Текст для чтения:
▬▬▬

Указанный эффект позднее был подтвержден при физических пусках энергоблоков № 1 Игналинской АЭС и № 4 Чернобыльской АЭС. В 1983 году В.А. Сидоренко, в то время директор отделения Курчатовского института, замечательный во всех отношениях человек, один из пионеров развития во- до-водяных энергетических реакторов в СССР, обратился к руководству НИКИЭТ с тревожным письмом. Он указал на чрезвычайную опасность положительного выбега реактивности при вводе в активную зону РМБК стержней управления и защиты. Ответ главного конструктора был обтекаемый: да, этот эффект известен, разрабатываем, принимаем меры и т.п. Увы, никаких мер принято не было. Письмо было направлено на все АЭС, но оперативный персонал с ним ознакомлен не был. Никаких изменений в технологический регламент главный конструктор не внес. Опасность этого эффекта и режимы, в которых он себя может проявить, не были осознаны. И только после аварии 1986 года конструкция стержней управления и защиты была незамедлительно изменена.

▬▬▬

Раздел данных:
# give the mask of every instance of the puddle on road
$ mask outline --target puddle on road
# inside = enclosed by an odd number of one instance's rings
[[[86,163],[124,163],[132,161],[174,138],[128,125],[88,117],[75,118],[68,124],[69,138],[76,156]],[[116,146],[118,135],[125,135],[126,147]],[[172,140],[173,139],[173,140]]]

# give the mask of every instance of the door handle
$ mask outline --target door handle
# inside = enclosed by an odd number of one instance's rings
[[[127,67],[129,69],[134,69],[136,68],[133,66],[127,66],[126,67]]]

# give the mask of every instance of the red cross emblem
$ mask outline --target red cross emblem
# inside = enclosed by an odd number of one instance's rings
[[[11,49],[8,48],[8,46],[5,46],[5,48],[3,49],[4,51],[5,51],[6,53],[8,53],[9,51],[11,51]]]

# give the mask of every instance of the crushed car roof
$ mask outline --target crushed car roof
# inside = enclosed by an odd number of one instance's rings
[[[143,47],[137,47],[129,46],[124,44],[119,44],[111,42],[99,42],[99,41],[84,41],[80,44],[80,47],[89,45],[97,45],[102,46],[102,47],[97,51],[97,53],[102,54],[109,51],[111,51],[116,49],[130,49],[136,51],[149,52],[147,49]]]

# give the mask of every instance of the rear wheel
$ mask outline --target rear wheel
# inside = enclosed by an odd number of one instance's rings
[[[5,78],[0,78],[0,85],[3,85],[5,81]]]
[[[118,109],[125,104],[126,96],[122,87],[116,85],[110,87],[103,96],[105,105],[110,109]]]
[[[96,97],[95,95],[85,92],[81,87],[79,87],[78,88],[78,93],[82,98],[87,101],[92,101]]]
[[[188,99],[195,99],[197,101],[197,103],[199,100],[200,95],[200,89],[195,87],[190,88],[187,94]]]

▬▬▬

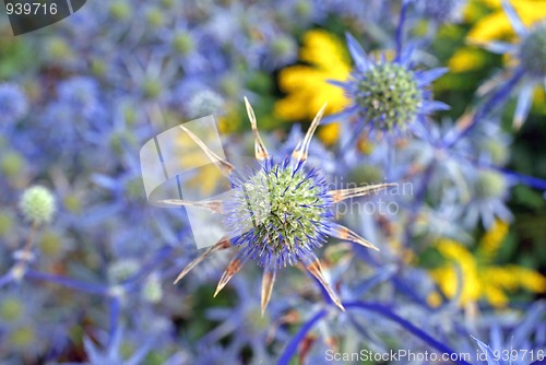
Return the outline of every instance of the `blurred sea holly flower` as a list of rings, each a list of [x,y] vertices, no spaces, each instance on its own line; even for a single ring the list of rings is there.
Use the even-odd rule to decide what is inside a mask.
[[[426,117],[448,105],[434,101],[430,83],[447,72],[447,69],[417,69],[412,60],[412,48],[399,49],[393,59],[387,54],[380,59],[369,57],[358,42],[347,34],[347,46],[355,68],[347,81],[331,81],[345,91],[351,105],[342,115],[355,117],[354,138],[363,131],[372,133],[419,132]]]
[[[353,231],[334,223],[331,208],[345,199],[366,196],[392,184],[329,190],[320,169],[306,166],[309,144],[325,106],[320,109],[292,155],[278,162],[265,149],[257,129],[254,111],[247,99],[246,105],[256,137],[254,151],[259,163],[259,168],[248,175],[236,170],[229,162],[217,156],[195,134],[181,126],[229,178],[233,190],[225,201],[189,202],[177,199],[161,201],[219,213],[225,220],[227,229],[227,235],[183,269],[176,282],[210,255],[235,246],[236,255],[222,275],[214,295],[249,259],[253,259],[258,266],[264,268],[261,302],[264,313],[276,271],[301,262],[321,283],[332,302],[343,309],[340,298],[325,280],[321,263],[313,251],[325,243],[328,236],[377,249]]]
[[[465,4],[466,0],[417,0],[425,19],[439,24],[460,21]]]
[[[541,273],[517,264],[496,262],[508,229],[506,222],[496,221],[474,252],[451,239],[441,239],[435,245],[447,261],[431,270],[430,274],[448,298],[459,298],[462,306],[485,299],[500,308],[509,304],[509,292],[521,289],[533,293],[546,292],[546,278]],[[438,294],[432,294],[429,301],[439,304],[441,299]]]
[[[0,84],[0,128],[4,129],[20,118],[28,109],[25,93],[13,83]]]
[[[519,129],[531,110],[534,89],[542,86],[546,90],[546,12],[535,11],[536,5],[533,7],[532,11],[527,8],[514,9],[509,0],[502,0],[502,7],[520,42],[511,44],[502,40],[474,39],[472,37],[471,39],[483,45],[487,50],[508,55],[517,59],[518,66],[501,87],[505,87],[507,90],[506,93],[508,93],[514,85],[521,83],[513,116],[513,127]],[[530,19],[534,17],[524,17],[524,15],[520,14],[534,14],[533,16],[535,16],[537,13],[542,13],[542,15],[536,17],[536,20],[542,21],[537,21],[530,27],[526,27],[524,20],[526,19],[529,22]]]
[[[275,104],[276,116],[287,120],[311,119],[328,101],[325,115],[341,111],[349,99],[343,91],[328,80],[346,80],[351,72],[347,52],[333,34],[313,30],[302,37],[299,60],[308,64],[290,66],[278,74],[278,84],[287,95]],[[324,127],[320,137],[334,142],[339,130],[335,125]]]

▬▬▬

Задания:
• a. В каком году, согласно тексту о стержнях управления и защиты, В.А. Сидоренко обратился к руководству НИКИЭТ?
• b. Перечислите все организации и атомные станции, которые упоминаются в тексте для чтения.
• c. Продолжите текст о стержнях управления и защиты, начав сразу после его последнего предложения.
Строки здесь никак не используются.

Ответы к заданиям:
• a. В 1983 году.

• b. Игналинская АЭС, Чернобыльская АЭС, Курчатовский институт, НИКИЭТ.

• c.
В проекте РБМК были предусмотрены, помимо прочих, укороченные стержни-поглотители (УСП), которые вводились в реактор снизу и предназначались для управления полем энерговыделения в нижней части реактора. Специалисты Курской АЭС предложили внедрить автоматический ввод этих стержней в активную зону по сигналам аварийной защиты. Это предотвращало всплеск мощности в нижней части активной зоны и ускоряло сброс мощности реактора. Главный конструктор поддержал это предложение. Внедрено оно было и на Чернобыльской АЭС. Но на каждом энергоблоке автоматический ввод стержней УСП внедрялся на основании отдельного технического решения, согласование которого с главным конструктором тянулось месяцами. Решение по энергоблоку № 4 также находилось на согласовании. И должно было быть реализовано во время ремонта, на который энергоблок № 4 останавливался 26 апреля. Анализ, выполненный после аварии, показал, что если бы стержни УСП пошли в зону после нажатия кнопки «АЗ-5», трагедии не было бы.

Почему же очевидное решение не было доведено до стадии проектной документации? Почему разработчики реактора каждый раз медлили с оформлением решений?

Вспоминает Г. Копчинский. В начале 1983 года меня перевели со Смоленской АЭС в сектор ядерной энергетики аппарата ЦК КПСС. Первое, что было мне поручено, — подготовка записки о недостатках РБМК. Этот документ начал готовить еще мой предшественник — Г.А. Шашарин.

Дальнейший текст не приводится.